> [What you need to do] Scale the entries from the line containing "Does the image above contain any red berry" up to and including the line containing "[576,58,685,156]". Write out every one of those lines, keeping the wording of each text line unchanged and multiplying each bounding-box coordinate by 0.6, rounded to a whole number with halves going up.

>> START Given entries

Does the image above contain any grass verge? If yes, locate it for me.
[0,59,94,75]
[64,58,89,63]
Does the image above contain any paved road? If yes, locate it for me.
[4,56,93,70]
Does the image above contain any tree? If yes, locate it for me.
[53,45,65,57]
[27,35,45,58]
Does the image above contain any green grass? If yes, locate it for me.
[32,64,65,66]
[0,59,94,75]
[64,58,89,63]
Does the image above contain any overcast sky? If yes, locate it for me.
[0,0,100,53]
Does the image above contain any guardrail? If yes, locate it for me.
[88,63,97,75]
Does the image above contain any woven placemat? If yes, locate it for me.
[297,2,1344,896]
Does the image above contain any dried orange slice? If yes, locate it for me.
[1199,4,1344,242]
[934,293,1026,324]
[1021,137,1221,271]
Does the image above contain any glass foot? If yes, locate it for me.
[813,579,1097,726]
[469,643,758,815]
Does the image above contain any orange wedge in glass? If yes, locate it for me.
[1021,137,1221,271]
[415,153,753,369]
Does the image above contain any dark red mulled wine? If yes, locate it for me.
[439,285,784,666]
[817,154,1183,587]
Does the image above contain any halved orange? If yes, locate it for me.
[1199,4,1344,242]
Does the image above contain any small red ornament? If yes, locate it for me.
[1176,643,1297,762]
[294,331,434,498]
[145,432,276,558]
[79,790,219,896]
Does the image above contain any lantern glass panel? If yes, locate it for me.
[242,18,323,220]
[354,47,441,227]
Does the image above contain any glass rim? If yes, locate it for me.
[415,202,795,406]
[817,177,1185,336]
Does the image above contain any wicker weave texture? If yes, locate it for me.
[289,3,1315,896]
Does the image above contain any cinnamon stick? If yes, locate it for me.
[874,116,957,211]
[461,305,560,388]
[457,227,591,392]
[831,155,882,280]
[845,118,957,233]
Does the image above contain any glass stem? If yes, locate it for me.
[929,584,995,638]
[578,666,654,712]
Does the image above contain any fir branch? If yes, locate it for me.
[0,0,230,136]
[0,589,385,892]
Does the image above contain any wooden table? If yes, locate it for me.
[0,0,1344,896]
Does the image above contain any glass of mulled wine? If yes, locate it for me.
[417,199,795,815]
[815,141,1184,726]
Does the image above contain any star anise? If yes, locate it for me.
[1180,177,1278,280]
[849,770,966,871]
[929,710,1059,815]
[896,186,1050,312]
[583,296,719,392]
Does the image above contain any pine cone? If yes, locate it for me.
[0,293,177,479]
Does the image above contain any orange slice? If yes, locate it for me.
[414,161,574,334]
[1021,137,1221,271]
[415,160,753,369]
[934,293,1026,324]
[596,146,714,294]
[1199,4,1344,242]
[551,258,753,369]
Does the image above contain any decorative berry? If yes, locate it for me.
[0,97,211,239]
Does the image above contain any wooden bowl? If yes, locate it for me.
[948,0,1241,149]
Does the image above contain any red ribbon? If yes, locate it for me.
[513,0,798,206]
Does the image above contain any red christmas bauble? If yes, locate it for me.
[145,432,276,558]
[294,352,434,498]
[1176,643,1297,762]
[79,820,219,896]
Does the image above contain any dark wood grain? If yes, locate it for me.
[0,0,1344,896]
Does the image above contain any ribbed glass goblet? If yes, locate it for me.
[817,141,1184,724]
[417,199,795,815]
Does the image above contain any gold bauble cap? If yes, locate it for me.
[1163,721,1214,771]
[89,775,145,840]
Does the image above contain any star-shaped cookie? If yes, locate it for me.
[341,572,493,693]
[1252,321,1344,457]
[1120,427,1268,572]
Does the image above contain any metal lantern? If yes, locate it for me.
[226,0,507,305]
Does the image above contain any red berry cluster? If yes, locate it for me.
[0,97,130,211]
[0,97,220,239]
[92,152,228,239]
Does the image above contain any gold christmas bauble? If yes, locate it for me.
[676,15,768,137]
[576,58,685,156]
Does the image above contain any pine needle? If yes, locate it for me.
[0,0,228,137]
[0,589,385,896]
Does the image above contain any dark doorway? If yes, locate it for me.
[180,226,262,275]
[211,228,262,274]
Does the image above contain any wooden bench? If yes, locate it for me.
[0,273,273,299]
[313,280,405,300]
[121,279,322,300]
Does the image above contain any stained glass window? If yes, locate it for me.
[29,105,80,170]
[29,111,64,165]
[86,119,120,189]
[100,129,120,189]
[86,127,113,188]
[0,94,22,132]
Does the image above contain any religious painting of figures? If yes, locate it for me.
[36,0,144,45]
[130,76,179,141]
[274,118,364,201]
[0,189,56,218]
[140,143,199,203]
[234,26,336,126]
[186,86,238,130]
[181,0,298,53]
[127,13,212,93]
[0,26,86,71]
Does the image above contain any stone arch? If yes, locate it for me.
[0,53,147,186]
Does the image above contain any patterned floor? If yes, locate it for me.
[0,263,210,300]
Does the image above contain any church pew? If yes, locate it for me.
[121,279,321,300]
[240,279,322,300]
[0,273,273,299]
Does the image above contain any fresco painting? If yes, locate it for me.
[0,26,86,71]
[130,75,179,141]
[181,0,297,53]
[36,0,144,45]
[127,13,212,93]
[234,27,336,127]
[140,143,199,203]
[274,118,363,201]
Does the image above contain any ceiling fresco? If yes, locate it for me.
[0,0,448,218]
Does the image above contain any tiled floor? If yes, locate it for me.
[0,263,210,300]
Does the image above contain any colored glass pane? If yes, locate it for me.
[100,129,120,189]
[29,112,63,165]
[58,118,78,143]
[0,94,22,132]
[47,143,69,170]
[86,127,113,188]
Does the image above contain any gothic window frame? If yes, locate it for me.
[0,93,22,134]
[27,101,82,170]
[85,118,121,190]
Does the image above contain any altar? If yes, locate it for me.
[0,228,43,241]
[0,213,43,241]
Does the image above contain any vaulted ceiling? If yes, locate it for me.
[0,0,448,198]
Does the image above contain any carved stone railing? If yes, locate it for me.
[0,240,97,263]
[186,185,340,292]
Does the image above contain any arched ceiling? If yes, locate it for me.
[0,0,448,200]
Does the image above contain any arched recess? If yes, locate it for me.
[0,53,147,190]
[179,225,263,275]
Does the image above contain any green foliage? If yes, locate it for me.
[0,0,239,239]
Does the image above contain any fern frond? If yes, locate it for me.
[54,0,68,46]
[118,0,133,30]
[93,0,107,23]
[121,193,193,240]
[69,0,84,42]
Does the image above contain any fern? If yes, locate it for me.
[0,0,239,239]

>> END Given entries

> [Output of the exercise]
Does the image above contain any red berry cluster? If yes, locate it for me.
[0,58,78,127]
[0,58,132,143]
[55,91,137,143]
Does the image above contain any gold christmas bauble? If yes, locate it for me.
[406,9,461,82]
[346,35,411,94]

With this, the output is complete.